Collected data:
= = = = = = =

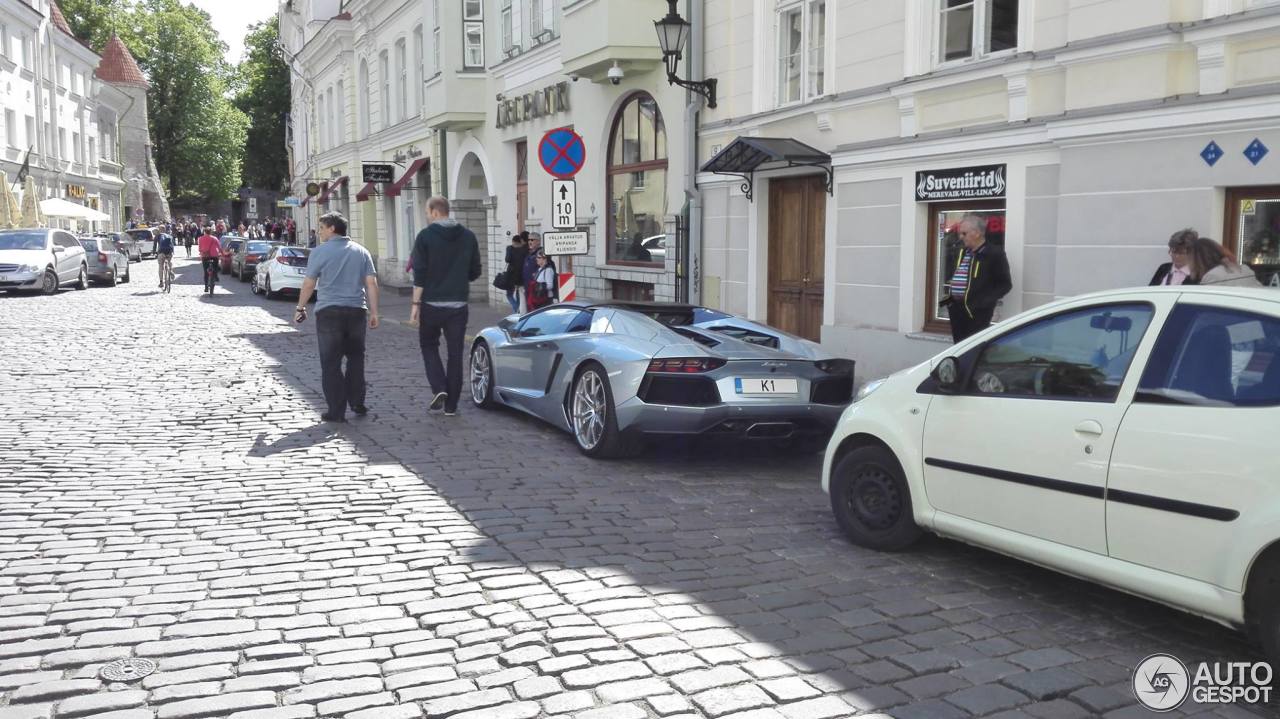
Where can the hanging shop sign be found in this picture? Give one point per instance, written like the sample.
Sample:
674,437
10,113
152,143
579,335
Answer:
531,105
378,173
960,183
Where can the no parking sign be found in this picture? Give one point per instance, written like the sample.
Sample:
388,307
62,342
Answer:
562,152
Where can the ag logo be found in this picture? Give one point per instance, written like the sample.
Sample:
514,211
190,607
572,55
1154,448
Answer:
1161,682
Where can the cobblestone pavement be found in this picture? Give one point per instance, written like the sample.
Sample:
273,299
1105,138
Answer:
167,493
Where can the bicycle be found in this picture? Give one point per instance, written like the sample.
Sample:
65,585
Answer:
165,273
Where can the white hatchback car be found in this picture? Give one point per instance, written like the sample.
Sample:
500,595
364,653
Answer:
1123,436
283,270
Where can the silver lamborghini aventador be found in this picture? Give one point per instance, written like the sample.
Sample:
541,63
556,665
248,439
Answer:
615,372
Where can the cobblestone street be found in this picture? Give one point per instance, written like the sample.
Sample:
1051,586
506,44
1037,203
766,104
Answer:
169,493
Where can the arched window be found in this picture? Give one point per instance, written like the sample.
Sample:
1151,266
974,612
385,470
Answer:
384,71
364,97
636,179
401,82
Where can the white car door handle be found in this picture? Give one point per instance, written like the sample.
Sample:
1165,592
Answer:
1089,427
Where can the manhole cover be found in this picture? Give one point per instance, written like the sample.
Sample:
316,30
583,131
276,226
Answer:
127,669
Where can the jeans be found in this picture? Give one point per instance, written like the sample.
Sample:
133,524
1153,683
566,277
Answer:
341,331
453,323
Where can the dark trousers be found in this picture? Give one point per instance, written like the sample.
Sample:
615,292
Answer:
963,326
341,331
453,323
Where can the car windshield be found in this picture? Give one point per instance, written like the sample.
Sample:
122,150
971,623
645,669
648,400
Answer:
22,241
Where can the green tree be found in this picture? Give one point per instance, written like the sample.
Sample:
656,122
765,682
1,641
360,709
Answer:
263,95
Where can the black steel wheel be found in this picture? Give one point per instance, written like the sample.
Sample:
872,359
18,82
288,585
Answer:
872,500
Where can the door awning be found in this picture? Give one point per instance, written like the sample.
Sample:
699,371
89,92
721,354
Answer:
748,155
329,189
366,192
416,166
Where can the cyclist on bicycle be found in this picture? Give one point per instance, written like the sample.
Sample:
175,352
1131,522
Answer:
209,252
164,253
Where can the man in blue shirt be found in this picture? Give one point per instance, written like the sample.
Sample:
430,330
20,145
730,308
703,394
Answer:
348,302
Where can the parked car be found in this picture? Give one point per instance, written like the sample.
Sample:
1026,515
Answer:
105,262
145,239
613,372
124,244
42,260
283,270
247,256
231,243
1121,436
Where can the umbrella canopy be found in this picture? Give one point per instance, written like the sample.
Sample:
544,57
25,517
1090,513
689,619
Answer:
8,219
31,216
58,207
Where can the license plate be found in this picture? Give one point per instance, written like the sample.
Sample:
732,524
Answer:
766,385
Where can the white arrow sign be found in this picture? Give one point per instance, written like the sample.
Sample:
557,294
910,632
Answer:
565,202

= = = = = = =

#### [EXERCISE REQUIREMENTS]
Your job is to transcribe the entries above exactly; skip the pictures.

#### [ANSWER BOX]
Where can the hanging shop sign be found in this picture? Give one point per instance, written like the sample.
Sample:
674,437
10,113
152,143
579,335
Answer:
531,105
378,173
960,183
Where can the no parking sign be found in this picture? Give one point per instance, written like the sample.
Sample:
388,307
62,342
Answer:
562,152
Where can the ag logo be found in this picture? Give one point per instance, written like the sample.
Sample:
514,211
190,607
572,55
1154,448
Answer:
1161,682
Where can the cobblestone pavement be found in this picture? Give one point per instance, written like the sample.
Sample:
273,299
1105,138
Answer:
167,493
Where can the bicycle be found in this picture? Give one point per instance, written like the sample.
Sample:
65,585
Answer:
165,273
Where can the white hatchback car be found in this picture? Give one point per instance, written like the sample.
Sample:
500,595
364,653
Answer:
1123,436
283,270
Where can the silver lamborghini aventador be found in this picture? Give one point per instance, written like the sample.
Sample:
541,63
556,665
248,439
Answer:
615,372
Where can the cobblestone street be found in this picture? Give one point per instance, written like the sample.
Sample:
1051,586
506,44
1037,203
766,104
Answer:
169,493
Where can the arched window be found in this picture? Give one point per instance, written like the sample.
Sample:
1151,266
974,612
385,470
Answer:
384,71
364,97
636,179
401,82
Where can the white car door handle be found in this picture? Give one point per instance, written like the sample.
Sample:
1165,592
Answer:
1089,427
Where can the manhole cover be found in this picture? Give one point per instance, written like the sample.
Sample:
316,30
583,131
276,226
Answer:
127,669
Where can the jeans be found in this picture? Give one point per instance, written like the sample.
Sample:
133,524
1153,683
566,277
Answer:
341,331
453,323
Where can the dark trousers be found in this picture? Give one point per instance, written like the sample.
Sample:
615,292
Answer:
963,326
341,331
453,323
Where can the car windshield be found in this picture? Give one point per instance, written like the sample.
Sample:
122,150
971,623
645,669
648,400
Answer:
22,241
Where can the green tree be found in this picture? Give one point per instance, written like the sample.
Sample:
656,122
765,682
1,641
360,709
Answer:
263,95
Where can the black steel wheel be found in this picture? Give one point per instance, written like the sample.
Sample:
872,359
18,82
288,585
Answer:
872,500
Where can the door awning be found in this picture? Give one point per instance, written like the sample.
Sample:
699,371
89,92
721,354
Answer:
748,155
329,189
366,192
416,166
Where can the cyclist on bicycle be found in this picture? Give one point per instance, written like the sample.
Sample:
175,352
1131,522
Answer:
209,252
164,253
Where can the man in blue shirt be found in this picture? Give one point per instance, written like the sample.
Sample:
430,330
20,145
730,308
703,394
Answer:
348,302
Where can the parked car be found in this picture? Give one point per instance, written like the sample.
Sample:
1026,515
Answer:
105,262
145,239
613,372
124,244
42,260
283,270
247,256
231,243
1121,436
Where can the umbrella canopy be found in this picture? Give one point per instance, written like the sample.
Sample:
544,57
25,517
1090,513
689,619
Answer:
8,219
31,216
58,207
Where can the license plate be found in this picture? Give one point per instance, written like the sample.
Sample:
732,524
Answer:
766,385
Where can the white arrow sign be found in this picture? Give one point per instance, written like the sample.
Sample:
557,294
910,632
Answer:
565,202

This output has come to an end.